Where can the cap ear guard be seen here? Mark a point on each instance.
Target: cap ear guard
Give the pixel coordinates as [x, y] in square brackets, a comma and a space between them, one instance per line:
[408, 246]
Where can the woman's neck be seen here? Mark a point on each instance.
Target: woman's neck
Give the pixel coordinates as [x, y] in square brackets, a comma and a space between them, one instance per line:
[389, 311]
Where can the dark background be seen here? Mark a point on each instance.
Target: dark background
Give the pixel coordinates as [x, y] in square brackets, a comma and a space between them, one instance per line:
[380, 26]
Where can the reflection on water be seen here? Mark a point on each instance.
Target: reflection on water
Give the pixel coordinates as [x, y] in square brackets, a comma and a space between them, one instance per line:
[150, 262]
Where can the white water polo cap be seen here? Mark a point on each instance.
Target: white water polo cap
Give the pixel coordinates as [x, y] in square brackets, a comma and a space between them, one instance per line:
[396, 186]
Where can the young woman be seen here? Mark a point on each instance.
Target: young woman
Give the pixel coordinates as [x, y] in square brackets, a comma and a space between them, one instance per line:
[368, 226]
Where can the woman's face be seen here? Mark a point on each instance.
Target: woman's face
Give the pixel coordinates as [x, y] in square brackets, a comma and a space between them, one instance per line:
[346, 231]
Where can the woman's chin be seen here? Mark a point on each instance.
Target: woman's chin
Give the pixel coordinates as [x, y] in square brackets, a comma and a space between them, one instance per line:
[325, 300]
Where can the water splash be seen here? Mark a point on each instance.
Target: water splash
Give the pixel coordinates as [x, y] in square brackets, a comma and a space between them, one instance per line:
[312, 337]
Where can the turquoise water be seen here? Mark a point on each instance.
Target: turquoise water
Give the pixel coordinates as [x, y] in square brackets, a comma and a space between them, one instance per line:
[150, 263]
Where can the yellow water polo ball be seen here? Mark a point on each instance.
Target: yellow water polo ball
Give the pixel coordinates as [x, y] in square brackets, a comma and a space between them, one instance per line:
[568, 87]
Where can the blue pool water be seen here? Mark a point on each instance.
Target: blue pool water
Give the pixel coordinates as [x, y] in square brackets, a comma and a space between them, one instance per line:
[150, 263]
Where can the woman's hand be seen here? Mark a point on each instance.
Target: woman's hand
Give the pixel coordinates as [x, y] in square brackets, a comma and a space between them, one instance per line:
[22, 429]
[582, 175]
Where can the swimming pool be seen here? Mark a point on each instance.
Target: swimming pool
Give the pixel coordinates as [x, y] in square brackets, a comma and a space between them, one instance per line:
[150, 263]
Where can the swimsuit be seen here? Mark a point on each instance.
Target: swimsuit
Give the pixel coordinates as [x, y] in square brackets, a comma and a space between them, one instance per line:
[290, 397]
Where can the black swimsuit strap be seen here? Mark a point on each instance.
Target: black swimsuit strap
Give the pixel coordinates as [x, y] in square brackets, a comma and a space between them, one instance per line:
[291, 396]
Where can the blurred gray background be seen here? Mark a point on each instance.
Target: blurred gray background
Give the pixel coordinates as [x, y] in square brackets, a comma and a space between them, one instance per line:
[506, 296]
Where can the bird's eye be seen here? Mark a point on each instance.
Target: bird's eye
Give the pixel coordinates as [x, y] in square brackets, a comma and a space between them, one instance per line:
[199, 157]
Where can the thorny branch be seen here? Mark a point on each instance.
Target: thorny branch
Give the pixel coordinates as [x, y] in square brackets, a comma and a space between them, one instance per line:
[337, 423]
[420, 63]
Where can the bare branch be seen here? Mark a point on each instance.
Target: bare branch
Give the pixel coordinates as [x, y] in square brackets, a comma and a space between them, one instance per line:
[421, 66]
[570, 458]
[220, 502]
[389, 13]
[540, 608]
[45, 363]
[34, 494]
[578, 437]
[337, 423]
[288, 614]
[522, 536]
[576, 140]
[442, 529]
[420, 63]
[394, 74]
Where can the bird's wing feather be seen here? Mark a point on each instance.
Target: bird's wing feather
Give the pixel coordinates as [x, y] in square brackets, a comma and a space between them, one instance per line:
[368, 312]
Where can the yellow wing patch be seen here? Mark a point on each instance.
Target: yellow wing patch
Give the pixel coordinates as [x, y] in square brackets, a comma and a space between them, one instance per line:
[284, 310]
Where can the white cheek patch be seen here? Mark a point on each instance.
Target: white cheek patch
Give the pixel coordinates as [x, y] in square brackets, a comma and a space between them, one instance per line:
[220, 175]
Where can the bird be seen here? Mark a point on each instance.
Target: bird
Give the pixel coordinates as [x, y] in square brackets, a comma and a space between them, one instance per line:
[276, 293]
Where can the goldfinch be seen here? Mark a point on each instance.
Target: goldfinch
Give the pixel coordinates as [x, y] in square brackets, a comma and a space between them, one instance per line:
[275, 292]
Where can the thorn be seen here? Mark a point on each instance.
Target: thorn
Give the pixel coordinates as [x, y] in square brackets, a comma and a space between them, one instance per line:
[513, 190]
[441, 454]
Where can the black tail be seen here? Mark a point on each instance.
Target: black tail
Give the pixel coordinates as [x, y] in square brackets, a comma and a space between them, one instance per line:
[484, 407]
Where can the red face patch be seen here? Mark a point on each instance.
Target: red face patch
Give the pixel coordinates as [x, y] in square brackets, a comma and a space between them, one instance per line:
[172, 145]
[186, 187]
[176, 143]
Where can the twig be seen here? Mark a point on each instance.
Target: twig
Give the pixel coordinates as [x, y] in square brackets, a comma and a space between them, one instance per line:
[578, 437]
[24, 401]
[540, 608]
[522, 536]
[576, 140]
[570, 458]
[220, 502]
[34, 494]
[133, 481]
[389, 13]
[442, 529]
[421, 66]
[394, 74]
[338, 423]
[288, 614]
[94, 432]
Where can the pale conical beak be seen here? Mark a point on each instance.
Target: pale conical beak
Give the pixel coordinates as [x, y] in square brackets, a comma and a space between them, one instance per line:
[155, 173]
******
• [The problem]: Rewrite every line of the entries above as a single numbered list, leaving out any blank lines.

• [Full answer]:
1. Where can the cap ear guard be seen here? Mark a point on each instance.
2. Target: cap ear guard
3. Give the pixel coordinates as [x, y] in square brackets, a comma and a space between them, one instance per line:
4. [408, 246]
5. Where can the woman's neck be seen here? Mark a point on each instance.
6. Target: woman's neck
7. Give the pixel coordinates as [x, y] in square brackets, a comma and a space between them, one instance per line:
8. [389, 311]
9. Where can the dark background be seen here? Mark a point on each instance.
10. Target: dark background
11. Give the pixel coordinates as [x, y] in square brackets, a comma and a space between them, one instance per line:
12. [380, 26]
13. Where can the reflection on water be seen here? Mark a point on each instance.
14. Target: reflection on water
15. Give the pixel coordinates as [x, y] in square brackets, a comma and a space between them, one instance per line:
16. [150, 262]
17. Where can the white water polo cap be seen here? Mark a point on each instance.
18. Target: white water polo cap
19. Give the pixel coordinates as [x, y] in square brackets, a comma and a space between them, one instance per line:
20. [396, 186]
21. Where can the young woman be seen here? Mark a point on each instance.
22. Target: young woman
23. Give the pixel coordinates as [x, y] in square brackets, a comma and a space between them, one instance per line:
24. [368, 226]
25. Where can the woman's face be seen here? Mark a point on each instance.
26. Target: woman's face
27. Give the pixel coordinates as [x, y] in square brackets, a comma and a space between them, one instance per line:
28. [346, 231]
29. Where can the woman's chin be seen here? Mark a point on each instance.
30. Target: woman's chin
31. Give the pixel coordinates as [x, y] in square brackets, a comma and a space between them, one instance per line:
32. [325, 300]
33. Where can the water splash be seen here? Mark a point on each instance.
34. Target: water splash
35. Give the pixel coordinates as [x, y] in square brackets, a comma and a space between them, one instance per line:
36. [312, 337]
37. Where can the turquoise water be seen here? Mark a point on each instance.
38. Target: turquoise water
39. Give the pixel coordinates as [x, y] in square brackets, a comma and a space between them, one instance per line:
40. [150, 263]
41. Where can the yellow water polo ball be seen here? Mark a point on each instance.
42. Target: yellow water polo ball
43. Give the pixel coordinates as [x, y] in square brackets, a comma and a space between them, one instance per line:
44. [568, 87]
45. Where can the blue pool water be seen here? Mark a point on each instance.
46. Target: blue pool water
47. Give the pixel coordinates as [x, y] in square brackets, a comma and a space between them, one instance per line:
48. [150, 263]
49. Where can the woman's hand be seen here? Mark a point on each instance.
50. Target: woman's hand
51. Give the pixel coordinates as [x, y] in square brackets, a comma and a space between them, one instance per line:
52. [22, 429]
53. [582, 175]
54. Where can the swimming pool be seen here? Mark a point on each instance.
55. Target: swimming pool
56. Give the pixel coordinates as [x, y] in square brackets, a comma and a space between them, one instance per line:
57. [150, 263]
58. Where can the swimsuit be seen here? Mark a point on each instance.
59. Target: swimsuit
60. Give the pixel coordinates as [x, y] in square brackets, a comma and a space between them, one instance per line:
61. [290, 397]
62. Where can the black swimsuit strap be seen here? Mark a point on each instance.
63. Target: black swimsuit strap
64. Give the pixel coordinates as [x, y] in square brackets, a comma and a space between them, one instance per line:
65. [291, 396]
66. Where can the blurred gray background be seen here? Mark a point on each instance.
67. Target: blurred gray background
68. Give the pixel coordinates as [x, y] in square brackets, a comma and a space between them, one instance per line:
69. [506, 296]
70. Where can the bird's eye be seen here? Mark a point on each instance.
71. Target: bird's eye
72. Give the pixel coordinates as [x, y] in square brackets, a comma and a space between them, one instance per line:
73. [199, 157]
74. Where can the thorny branch be seen here? Mark a point on each instance.
75. Target: thorny branch
76. Give the pixel coordinates as [x, y] in square brackets, a comma and a space between them, one instance per line:
77. [337, 423]
78. [420, 63]
79. Where can the bare branch be seen here? Mark a point on each instance.
80. Target: bare branch
81. Give the pixel coordinates as [x, y] in square brackets, a comma and a space between them, one instance per line:
82. [421, 66]
83. [570, 458]
84. [220, 502]
85. [389, 13]
86. [540, 608]
87. [45, 363]
88. [34, 494]
89. [578, 437]
90. [337, 423]
91. [288, 614]
92. [522, 536]
93. [576, 140]
94. [442, 529]
95. [420, 63]
96. [394, 74]
97. Where can the bird's wing feather be seen here? Mark a point on each instance.
98. Target: bird's wing feather
99. Give the pixel coordinates as [x, y] in square brackets, a comma and a space between them, one instance per line:
100. [368, 312]
101. Where can the yellow wing patch be seen here? Mark a point on each instance.
102. Target: yellow wing patch
103. Give the pixel coordinates as [x, y] in square brackets, a comma and a space between them, one instance per line:
104. [284, 310]
105. Where can the white cheek patch be seen here? Mark a point on each instance.
106. Target: white cheek patch
107. Give the pixel coordinates as [x, y] in square brackets, a comma and a space between them, one instance per line:
108. [220, 175]
109. Where can the bird be seen here? Mark a point on each instance.
110. Target: bird
111. Give the pixel coordinates as [x, y] in square brackets, a comma and a space between them, one instance per line:
112. [276, 293]
113. Where can the goldfinch be seen here? Mark a point on each instance.
114. Target: goldfinch
115. Give the pixel coordinates as [x, y] in square brackets, a comma and a space between them, one instance per line:
116. [275, 292]
117. Where can the thorn be seen here? Mark a point on each instance.
118. Target: thorn
119. Give the pixel coordinates as [x, y] in square brackets, a comma and a space between them, one instance per line:
120. [513, 190]
121. [441, 454]
122. Where can the black tail be seen here? Mark a point on each instance.
123. Target: black tail
124. Give the pixel coordinates as [x, y] in square brackets, a comma and a space between them, one instance per line:
125. [484, 407]
126. Where can the red face patch be seen here? Mark a point on each instance.
127. Target: red face patch
128. Give the pixel coordinates as [x, y] in square brackets, a comma and a space between them, one instance per line:
129. [172, 145]
130. [186, 187]
131. [176, 143]
132. Where can the twig be seen here? Mark a point on each instance.
133. Target: twig
134. Give the pixel coordinates as [x, y] in square brackets, a comma and a space between them, one instance per line:
135. [578, 437]
136. [24, 401]
137. [540, 608]
138. [522, 536]
139. [576, 140]
140. [570, 458]
141. [220, 502]
142. [34, 494]
143. [133, 481]
144. [389, 13]
145. [442, 529]
146. [421, 66]
147. [394, 74]
148. [338, 423]
149. [288, 614]
150. [94, 432]
151. Where can the pale conical beak be seen here? Mark a point on each instance.
152. Target: pale conical beak
153. Give the pixel coordinates as [x, y] in square brackets, a comma and a space between them, one instance per line:
154. [155, 173]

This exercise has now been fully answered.